What you have to do =
Give every entry again, exactly.

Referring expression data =
::::::::::

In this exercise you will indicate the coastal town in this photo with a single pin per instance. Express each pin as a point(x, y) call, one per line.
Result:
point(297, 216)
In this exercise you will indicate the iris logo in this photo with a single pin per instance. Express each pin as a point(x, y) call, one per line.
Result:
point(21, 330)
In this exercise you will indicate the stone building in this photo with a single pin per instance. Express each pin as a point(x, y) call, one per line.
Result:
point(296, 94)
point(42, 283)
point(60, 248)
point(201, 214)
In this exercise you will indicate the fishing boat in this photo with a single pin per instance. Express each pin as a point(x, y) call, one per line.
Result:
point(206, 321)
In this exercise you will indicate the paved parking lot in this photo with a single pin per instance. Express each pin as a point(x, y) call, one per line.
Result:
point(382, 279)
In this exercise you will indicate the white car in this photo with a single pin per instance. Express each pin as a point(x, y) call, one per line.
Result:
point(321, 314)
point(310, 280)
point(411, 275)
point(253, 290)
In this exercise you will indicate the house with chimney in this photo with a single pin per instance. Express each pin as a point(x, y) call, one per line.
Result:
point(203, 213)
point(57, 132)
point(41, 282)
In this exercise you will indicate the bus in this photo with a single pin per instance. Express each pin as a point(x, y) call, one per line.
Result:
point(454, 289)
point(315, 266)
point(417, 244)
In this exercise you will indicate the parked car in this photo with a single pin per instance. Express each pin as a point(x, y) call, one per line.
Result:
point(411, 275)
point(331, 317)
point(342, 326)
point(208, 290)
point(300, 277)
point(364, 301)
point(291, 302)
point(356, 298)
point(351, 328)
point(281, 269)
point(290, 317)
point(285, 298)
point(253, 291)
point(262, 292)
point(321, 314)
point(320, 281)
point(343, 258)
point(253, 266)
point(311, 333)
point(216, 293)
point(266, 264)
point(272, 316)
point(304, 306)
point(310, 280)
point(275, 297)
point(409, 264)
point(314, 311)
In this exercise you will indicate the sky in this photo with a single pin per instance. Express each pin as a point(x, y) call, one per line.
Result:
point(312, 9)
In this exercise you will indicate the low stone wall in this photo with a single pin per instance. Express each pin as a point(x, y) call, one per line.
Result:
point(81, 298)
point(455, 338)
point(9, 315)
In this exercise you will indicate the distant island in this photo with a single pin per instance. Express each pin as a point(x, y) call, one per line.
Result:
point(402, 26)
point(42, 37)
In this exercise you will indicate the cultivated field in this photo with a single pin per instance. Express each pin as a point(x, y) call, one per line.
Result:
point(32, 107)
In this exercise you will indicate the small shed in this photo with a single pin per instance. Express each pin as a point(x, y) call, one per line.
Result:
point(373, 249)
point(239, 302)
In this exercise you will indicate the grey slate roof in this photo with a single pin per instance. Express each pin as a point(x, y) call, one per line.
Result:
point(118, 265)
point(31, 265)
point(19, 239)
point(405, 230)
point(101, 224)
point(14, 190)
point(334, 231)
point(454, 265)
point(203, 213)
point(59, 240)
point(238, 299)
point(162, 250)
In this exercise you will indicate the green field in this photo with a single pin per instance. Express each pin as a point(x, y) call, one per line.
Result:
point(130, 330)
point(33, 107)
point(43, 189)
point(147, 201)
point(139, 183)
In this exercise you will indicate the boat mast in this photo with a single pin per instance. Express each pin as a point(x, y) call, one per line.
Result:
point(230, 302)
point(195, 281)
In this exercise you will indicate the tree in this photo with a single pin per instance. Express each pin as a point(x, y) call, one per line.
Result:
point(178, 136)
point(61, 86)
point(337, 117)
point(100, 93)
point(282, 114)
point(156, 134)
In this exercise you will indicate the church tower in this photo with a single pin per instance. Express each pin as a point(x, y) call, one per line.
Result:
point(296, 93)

::::::::::

Answer area =
In this exercise you will indicate the coastal town in this photo with a single pin per instance. Express each pin as a point(x, y) call, one per line.
Result:
point(297, 216)
In this exercise you will indicate the iris logo in this photo with a single pin per instance. Express each pin as a point(x, y) call, one per line.
Result:
point(21, 330)
In this exercise you will indicate the stone building in this photo with a single pin per instance. Express each pin as a point(x, y) call, one per line.
Result:
point(296, 94)
point(42, 283)
point(60, 248)
point(201, 214)
In this exercise you will indicate the fishing boat in this photo with a single pin per instance. Express each pin as a point(x, y) call, one per line.
Result:
point(206, 321)
In this exercise you will indicate the paved parking lot in this photo with a single pin per instance. Express each pin as a point(x, y) call, one per line.
Result:
point(382, 279)
In this exercise you will indicate the white car in this photo with a single pin per instance. Express each pin as a point(x, y) call, one per line.
Result:
point(321, 314)
point(310, 280)
point(411, 275)
point(253, 290)
In this exercise you will indicate the house with chimney in this photo with a single pin per instance. Express each pin as a point(x, y) call, one per line.
Result:
point(203, 213)
point(57, 132)
point(41, 282)
In this exercise you will indicate the bus in this photo with a single pin per instance. Express each pin as a point(x, y) call, one per line.
Result:
point(454, 289)
point(315, 266)
point(417, 244)
In this exercise you will indicate the parked car in this photo with a single pin per instance. Express each pin as a point(x, y) call, one per line.
Result:
point(411, 275)
point(331, 317)
point(342, 326)
point(208, 290)
point(300, 277)
point(364, 301)
point(291, 302)
point(356, 298)
point(351, 328)
point(281, 269)
point(290, 317)
point(285, 298)
point(253, 291)
point(262, 292)
point(321, 314)
point(320, 281)
point(343, 258)
point(253, 266)
point(311, 333)
point(216, 293)
point(266, 264)
point(272, 316)
point(304, 306)
point(310, 280)
point(275, 297)
point(409, 264)
point(314, 311)
In this exercise you will indicate the sky in this photo with a single pin per instance. Express each pin as a point(x, y) call, one per line.
Result:
point(312, 9)
In this exercise you will indicate the low stone wall in this photo with a single pin per instance. Express each pin as a point(x, y) call, one per line.
Result:
point(81, 298)
point(455, 338)
point(9, 315)
In this exercise you will indicate the distant island in this photo with a single pin per instance. Express each pin as a point(x, y) call, one per line.
Result:
point(402, 26)
point(42, 37)
In this exercise you will indicate the cultivated field in this photo with a single pin per instance. Express each pin as a point(x, y) call, one per line.
Result:
point(32, 107)
In this exercise you will indicate the small shed in this photo with a single pin per instance. Express each pin as a point(x, y) call, one per line.
Result:
point(373, 249)
point(239, 302)
In this exercise you will indicate the grey slate roof in this photo with a single pin per instance. Express each pin as a point(x, y) call, one per line.
Result:
point(118, 265)
point(31, 265)
point(19, 239)
point(405, 230)
point(101, 224)
point(14, 190)
point(334, 231)
point(454, 265)
point(203, 213)
point(59, 240)
point(238, 299)
point(162, 250)
In this exercise you will indicate the green field in this photo with a single pin per instance. Express each pin as a point(x, y) call, one per line.
Result:
point(130, 330)
point(33, 107)
point(43, 189)
point(147, 201)
point(139, 183)
In this exercise you will indicate the boat mast in this photo with a single pin per instance. Express each pin as a point(x, y) call, one per line.
Result:
point(230, 302)
point(195, 281)
In this exercise you will indicate the tree in this photo with a single pin per instance. Express each pin as a point(x, y) call, one per line.
Result:
point(178, 136)
point(61, 86)
point(337, 117)
point(100, 93)
point(282, 114)
point(156, 134)
In this exercise you will indicate the church tower in this photo with a single pin per instance. Express each pin as a point(x, y) call, one per line.
Result:
point(296, 93)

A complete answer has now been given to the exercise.